## Brano da leggere
Tre anni fa Fernandez, esponente del movimento Fratelli d'Italia, denunciò che nel 2008 dopo l'elezione dell'onorevole Mimmo Turano a presidente della Provincia lui, eletto consigliere provinciale, venne dichiarato decaduto da parte del consiglio provinciale alla prima seduta utile. L'esponente del movimento Fratelli d'Italia risultava infatti incandidabile a seguito di una condanna penale per supefacenti. Fernandez sostiene di avere subito, prima della formale esclusione, delle pressioni dall'allora presidente. Turano avrebbe tentato di convincerlo ad aderire al suo partito.
L'ex presidente avrebbe anche prefigurato, in caso di rifiuto, delle gravi conseguenze per Fernandez. «O passi con l'Udc o avrai problemi» avrebbe detto nel corso di un faccia a faccia. Ed effettivamente, successivamente, Fernandez subì serie conseguenze. Nelle settimane successive il questore segnalò alla Prefettura la condizione di incandidabilità del consigliere Il consiglio provinciale, chiamato a pronunciarsi sulla questione, dichiarò l'esponente del movimento Fratelli d'Italia decaduto. Secondo Fernandez la decisione sarebbe frutto delle manovre dell'ex presidente della Provincia. La Procura della Repubblica, al termine delle indagini, non aveva ritenuto però sufficienti gli elementi raccolti per avanzare un'eventuale richiesta di rinvio a giudizio e aveva chiesto l'archiviazione del procedimento. Fernandez si è però opposto tramite il suo difensore.

## Dati
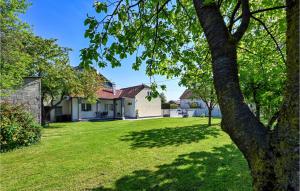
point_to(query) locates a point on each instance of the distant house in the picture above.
(28, 95)
(112, 103)
(195, 106)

## Obiettivo del compito
Riscrivi il brano sulla decadenza di Fernandez tra "Tre anni fa" e "al suo partito.", estremi inclusi, sostituendo "seduta" con "riunione".

## Spazio risposta
Tre anni fa Fernandez, esponente del movimento Fratelli d'Italia, denunciò che nel 2008 dopo l'elezione dell'onorevole Mimmo Turano a presidente della Provincia lui, eletto consigliere provinciale, venne dichiarato decaduto da parte del consiglio provinciale alla prima riunione utile. L'esponente del movimento Fratelli d'Italia risultava infatti incandidabile a seguito di una condanna penale per supefacenti. Fernandez sostiene di avere subito, prima della formale esclusione, delle pressioni dall'allora presidente. Turano avrebbe tentato di convincerlo ad aderire al suo partito.